**SOURCE DOCUMENT:**
━━━
Ms Ien is Phunoi and 21 years old. She lives in Ngapoung village, Phongsaly district, with her husband’s family composed of five people including her two children. Their main activity is tea leaves collection and selling. “Because collecting the tea leaves takes a lot of time, I gave my first child rice and powdered milk when he was three months old. But the facilitator from the EU-funded SCALING project explained what to do for pregnant women and their babies. Now I’ve got a second child and he is nine months old. I will continue to breastfeed and give him some other food. I see he is growing very well and has good health”. The Sustainable Change Achieved through Linking Improved Nutrition and Governance (SCALING) project aims to improve food and nutrition security in 420 villages in 14 districts in Huaphan, Luang Namtha, Luang Prabang and Phongsaly provinces in Northern Laos with a special focus on adolescent girls, pregnant and lactating women, and children under 5 years old.
Did you know that breastfeeding within the first hour of birth (colostrum) protects new-born babies from infections and saves lives?
The means or the ends. In other words, infant formula manufacturers have a duty to elevate the sales of baby formula and convince new mothers of the benefits of their nutritional product compared to breastfeeding. Their for-profit agenda leads to adverse health impacts through misleading and faulty advertising activities.
The Government of the Lao PDR has reached an important milestone to control the damage by adopting the International Code of Marketing Breast-milk Substitutes in December 2019, locally named as “Decree on Food Products and Feeding Equipment for Infants and Toddlers”.
The decree aims to protect and promote breastfeeding by prohibiting unethical marketing activities aiming to promote breast milk substitutes. By applying international and national regulations, the detrimental effects on breastfeeding success caused by baby formula promotions could be limited, preventing the increase in misperceptions among mothers about the benefits of using infant formula.
━━━
**PROVIDED MATERIAL:**
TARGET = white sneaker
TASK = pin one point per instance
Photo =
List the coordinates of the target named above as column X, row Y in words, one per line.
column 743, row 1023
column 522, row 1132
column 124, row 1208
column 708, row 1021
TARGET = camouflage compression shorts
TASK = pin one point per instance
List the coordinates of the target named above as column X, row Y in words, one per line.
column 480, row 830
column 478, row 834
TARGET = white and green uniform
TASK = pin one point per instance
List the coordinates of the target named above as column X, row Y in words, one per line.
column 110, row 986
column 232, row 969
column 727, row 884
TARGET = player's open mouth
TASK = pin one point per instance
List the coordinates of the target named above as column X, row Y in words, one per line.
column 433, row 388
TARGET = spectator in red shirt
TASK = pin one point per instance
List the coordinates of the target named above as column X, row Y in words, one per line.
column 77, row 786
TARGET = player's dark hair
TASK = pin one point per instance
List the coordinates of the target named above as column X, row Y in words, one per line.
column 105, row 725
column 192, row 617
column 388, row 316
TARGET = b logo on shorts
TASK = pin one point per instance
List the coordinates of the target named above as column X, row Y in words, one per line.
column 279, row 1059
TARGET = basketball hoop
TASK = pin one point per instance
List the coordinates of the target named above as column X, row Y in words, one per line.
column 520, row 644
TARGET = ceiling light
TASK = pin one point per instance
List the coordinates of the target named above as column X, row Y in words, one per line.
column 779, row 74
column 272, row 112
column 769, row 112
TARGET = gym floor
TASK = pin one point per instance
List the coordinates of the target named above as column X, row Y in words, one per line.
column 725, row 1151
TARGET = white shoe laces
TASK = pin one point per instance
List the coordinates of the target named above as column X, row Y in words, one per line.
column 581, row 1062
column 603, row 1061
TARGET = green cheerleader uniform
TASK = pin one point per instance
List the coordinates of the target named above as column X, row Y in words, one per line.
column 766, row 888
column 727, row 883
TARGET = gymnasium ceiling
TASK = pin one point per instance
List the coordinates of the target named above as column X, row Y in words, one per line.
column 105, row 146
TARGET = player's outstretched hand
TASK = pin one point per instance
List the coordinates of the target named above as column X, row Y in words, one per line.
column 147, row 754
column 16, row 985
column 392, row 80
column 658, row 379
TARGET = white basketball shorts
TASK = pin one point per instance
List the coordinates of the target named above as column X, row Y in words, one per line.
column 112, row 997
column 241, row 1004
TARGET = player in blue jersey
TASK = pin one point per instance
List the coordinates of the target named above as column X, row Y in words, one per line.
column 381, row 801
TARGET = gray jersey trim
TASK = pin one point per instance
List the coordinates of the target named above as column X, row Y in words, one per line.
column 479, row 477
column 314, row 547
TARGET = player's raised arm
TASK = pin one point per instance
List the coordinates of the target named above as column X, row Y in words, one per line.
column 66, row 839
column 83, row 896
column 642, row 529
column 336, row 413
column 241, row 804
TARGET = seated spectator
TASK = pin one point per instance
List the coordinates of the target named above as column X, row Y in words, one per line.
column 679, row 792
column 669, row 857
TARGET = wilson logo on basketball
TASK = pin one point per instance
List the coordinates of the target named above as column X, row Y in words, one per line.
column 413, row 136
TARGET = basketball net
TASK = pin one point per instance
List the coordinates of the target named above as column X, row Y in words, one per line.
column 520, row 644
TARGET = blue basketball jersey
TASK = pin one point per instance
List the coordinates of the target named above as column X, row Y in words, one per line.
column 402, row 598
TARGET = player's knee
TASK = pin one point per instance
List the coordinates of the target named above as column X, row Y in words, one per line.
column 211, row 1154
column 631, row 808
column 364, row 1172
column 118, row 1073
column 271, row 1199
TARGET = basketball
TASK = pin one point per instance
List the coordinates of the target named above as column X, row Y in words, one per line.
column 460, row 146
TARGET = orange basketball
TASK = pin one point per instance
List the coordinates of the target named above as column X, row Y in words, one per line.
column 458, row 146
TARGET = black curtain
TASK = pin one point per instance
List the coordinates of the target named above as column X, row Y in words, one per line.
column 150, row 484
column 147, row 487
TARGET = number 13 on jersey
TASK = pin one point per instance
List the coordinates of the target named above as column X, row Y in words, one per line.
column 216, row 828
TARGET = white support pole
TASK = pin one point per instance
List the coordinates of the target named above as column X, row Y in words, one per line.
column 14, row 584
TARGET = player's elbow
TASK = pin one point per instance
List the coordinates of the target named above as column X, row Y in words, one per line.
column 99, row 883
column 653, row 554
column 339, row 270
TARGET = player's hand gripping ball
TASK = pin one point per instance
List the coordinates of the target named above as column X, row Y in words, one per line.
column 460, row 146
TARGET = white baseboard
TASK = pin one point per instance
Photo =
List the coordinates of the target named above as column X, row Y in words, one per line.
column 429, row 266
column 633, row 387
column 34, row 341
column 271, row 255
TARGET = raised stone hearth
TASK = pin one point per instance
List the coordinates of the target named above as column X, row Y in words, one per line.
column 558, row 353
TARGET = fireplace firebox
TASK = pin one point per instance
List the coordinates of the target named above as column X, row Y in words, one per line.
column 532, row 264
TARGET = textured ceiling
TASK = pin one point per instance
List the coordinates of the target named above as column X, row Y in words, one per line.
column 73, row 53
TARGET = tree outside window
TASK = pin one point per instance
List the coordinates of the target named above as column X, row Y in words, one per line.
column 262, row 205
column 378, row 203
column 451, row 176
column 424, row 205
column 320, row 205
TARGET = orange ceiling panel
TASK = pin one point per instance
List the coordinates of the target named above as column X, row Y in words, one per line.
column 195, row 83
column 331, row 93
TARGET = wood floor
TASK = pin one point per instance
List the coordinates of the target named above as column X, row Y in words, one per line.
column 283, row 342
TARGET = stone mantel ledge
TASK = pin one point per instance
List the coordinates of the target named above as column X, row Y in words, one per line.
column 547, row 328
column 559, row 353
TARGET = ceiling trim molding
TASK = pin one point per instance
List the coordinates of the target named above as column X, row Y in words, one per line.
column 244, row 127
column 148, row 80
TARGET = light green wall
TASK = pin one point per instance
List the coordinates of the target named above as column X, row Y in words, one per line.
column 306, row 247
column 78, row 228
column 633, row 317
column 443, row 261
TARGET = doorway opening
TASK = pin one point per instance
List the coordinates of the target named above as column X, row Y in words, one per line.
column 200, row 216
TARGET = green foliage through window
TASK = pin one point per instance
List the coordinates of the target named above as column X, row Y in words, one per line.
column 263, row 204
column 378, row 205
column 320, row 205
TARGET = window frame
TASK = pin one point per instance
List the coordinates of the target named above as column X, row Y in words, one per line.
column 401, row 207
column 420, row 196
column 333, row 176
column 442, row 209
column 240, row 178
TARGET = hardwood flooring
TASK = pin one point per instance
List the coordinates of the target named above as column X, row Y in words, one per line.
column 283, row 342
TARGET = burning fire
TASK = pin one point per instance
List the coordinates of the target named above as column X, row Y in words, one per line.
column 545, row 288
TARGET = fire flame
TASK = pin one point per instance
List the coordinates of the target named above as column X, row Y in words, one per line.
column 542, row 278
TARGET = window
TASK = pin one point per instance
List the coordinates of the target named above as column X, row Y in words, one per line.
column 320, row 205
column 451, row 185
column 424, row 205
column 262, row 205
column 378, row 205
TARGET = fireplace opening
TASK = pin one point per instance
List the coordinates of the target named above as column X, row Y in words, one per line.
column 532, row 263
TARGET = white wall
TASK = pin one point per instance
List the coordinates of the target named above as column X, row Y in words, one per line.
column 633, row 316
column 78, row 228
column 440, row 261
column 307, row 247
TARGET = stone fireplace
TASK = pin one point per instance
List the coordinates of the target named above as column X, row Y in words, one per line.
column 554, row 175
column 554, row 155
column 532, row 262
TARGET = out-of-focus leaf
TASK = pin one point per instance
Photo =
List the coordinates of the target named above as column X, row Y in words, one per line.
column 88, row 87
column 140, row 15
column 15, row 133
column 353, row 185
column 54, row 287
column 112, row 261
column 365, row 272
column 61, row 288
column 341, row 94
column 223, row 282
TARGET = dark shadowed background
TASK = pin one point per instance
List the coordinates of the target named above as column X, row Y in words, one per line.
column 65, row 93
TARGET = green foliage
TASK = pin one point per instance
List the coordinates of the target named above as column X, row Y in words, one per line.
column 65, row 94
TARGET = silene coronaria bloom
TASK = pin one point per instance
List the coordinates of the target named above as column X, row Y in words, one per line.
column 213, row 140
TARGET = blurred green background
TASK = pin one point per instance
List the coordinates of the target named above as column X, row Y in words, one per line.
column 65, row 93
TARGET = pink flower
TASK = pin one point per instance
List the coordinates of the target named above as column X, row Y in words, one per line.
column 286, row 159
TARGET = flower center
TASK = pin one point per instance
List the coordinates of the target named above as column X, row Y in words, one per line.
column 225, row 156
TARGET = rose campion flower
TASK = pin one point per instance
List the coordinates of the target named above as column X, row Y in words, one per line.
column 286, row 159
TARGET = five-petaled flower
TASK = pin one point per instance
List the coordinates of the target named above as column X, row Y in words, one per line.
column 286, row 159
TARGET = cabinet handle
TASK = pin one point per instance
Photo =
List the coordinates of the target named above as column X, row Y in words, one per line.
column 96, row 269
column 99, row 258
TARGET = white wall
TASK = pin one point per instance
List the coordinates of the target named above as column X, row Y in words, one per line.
━━━
**EXERCISES:**
A – In the passage on breastfeeding in Laos, when did the Government of the Lao PDR adopt the International Code of Marketing Breast-milk Substitutes?
B – Copy the passage on breastfeeding in Laos word for word, from "Did you know" up to and including "faulty advertising activities.".
The material has no role in this work.

**EXPECTED OUTPUTS:**
A – In December 2019.

B –
Did you know that breastfeeding within the first hour of birth (colostrum) protects new-born babies from infections and saves lives?
The means or the ends. In other words, infant formula manufacturers have a duty to elevate the sales of baby formula and convince new mothers of the benefits of their nutritional product compared to breastfeeding. Their for-profit agenda leads to adverse health impacts through misleading and faulty advertising activities.